Text block:

== Segment start ==

Sample Compatibility & Compliance
This mortar bowl is validated for processing high-purity inorganic powders (e.g., LiCoO₂, Y₂O₃, SiC), pharmaceutical actives (APIs) and excipients, catalyst precursors, geological standards (e.g., NIST SRMs), and nanomaterial dispersions. Its inertness eliminates catalytic side reactions common with metal mortars during mechanochemical synthesis. The material complies with USP for pharmaceutical contact surfaces and satisfies ISO 13485 Annex A.2 criteria for cleanability in medical device R&D. While not certified under FDA 21 CFR Part 11, its physical traceability (batch-coded upon request) and compatibility with documented SOPs support audit readiness for GMP and GLP environments.
Software & Data Management
As a passive, manually operated tool, the mortar bowl requires no embedded software or firmware. However, its use integrates seamlessly into digital lab workflows: sample IDs, grinding duration, pestle material, and environmental conditions (e.g., humidity, glovebox O₂ level) can be logged within LIMS platforms such as LabVantage or Thermo Fisher SampleManager. For automated systems, it is compatible with motorized pestle actuators (e.g., Retsch MM 500) when mounted on standardized holders—enabling timestamped, parameter-controlled grinding protocols with full electronic record retention per ALCOA+ principles.
Applications
- Pretreatment of samples prior to X-ray diffraction (XRD) and SEM-EDS analysis, ensuring homogeneous particle distribution and minimizing preferred orientation artifacts.
- Homogenization of certified reference materials (CRMs) for calibration curve preparation in atomic spectroscopy.
- Low-energy milling of heat-sensitive APIs to achieve target particle size distributions (PSD) without thermal degradation.
- Preparation of fused bead samples for wavelength-dispersive XRF, where contamination from crucible or mortar residue must be below detection limits.

== Segment end ==

Input data:
== Segment start ==

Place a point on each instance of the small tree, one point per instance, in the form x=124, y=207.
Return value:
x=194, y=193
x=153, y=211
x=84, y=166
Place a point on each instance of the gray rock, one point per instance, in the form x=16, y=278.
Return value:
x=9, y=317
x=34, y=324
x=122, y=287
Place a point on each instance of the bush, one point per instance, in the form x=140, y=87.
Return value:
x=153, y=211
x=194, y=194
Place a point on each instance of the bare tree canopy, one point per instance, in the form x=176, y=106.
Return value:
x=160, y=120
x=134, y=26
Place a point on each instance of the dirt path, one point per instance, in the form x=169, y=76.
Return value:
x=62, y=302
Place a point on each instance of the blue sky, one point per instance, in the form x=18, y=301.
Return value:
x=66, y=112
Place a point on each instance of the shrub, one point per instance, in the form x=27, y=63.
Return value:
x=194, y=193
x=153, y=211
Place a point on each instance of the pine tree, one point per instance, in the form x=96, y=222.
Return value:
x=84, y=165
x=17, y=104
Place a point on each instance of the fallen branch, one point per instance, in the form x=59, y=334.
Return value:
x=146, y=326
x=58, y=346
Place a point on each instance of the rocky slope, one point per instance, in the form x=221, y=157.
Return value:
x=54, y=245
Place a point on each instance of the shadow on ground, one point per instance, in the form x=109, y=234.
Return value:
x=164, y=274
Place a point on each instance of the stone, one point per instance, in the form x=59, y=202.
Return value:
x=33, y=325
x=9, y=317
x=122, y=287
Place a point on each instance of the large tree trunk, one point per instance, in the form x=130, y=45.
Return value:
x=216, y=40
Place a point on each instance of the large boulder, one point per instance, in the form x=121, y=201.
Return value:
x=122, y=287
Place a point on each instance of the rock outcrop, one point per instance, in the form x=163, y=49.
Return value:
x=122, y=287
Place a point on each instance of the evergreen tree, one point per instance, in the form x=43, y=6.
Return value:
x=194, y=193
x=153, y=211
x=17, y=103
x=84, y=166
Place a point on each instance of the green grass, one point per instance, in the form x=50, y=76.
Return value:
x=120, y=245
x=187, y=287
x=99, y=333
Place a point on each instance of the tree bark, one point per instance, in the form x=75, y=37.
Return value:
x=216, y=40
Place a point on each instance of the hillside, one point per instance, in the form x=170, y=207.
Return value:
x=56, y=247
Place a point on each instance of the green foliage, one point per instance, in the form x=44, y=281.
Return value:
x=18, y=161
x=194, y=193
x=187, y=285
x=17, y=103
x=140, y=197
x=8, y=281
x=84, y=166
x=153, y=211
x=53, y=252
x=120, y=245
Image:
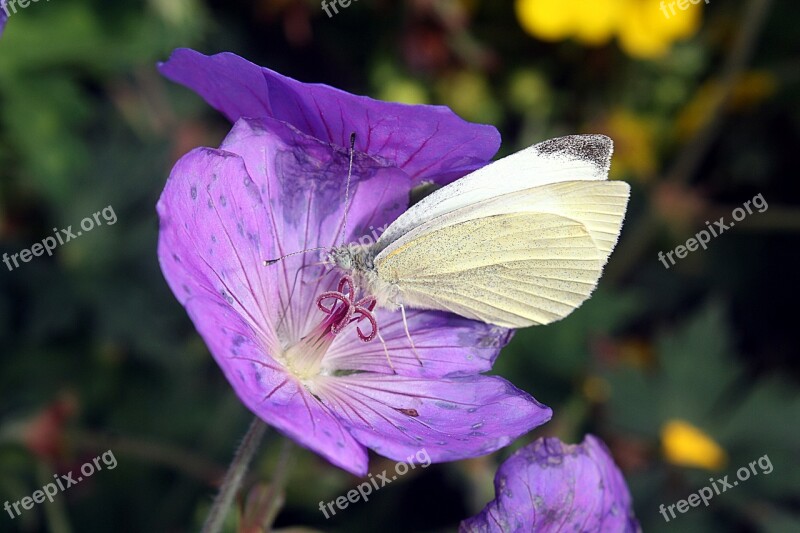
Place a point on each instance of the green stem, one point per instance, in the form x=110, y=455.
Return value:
x=234, y=477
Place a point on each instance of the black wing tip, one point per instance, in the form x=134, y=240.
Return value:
x=595, y=148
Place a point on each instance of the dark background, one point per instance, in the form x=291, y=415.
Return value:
x=97, y=354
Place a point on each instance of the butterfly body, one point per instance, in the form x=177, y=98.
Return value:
x=520, y=242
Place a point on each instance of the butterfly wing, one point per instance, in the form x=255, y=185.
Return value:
x=520, y=259
x=570, y=158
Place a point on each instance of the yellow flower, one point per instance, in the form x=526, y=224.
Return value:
x=646, y=32
x=550, y=20
x=686, y=445
x=646, y=28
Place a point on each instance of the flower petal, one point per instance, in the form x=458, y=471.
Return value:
x=427, y=142
x=551, y=486
x=303, y=180
x=447, y=345
x=214, y=270
x=268, y=391
x=452, y=419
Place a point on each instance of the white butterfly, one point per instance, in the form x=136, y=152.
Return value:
x=520, y=242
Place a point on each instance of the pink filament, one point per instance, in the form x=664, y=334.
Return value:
x=355, y=311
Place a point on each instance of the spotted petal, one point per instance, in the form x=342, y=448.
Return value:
x=427, y=142
x=549, y=486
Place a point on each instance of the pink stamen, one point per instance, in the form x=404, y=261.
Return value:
x=354, y=311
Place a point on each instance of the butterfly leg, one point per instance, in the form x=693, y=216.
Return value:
x=408, y=334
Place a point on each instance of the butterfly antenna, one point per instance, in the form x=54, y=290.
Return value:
x=347, y=186
x=268, y=262
x=408, y=334
x=386, y=351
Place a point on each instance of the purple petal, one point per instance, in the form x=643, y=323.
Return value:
x=268, y=391
x=4, y=13
x=214, y=270
x=427, y=142
x=447, y=345
x=450, y=418
x=550, y=486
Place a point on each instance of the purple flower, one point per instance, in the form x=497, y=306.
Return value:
x=551, y=486
x=4, y=14
x=426, y=142
x=290, y=337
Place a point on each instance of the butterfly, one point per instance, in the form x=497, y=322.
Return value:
x=519, y=242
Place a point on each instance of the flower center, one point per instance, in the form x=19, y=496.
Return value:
x=305, y=358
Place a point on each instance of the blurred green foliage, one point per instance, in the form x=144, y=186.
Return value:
x=97, y=354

== Segment end ==

Instructions for the task: Copy word for word the part of the mortar bowl description above, starting with "Applications" and going on through "preferred orientation artifacts.".

Exercise solution:
Applications
- Pretreatment of samples prior to X-ray diffraction (XRD) and SEM-EDS analysis, ensuring homogeneous particle distribution and minimizing preferred orientation artifacts.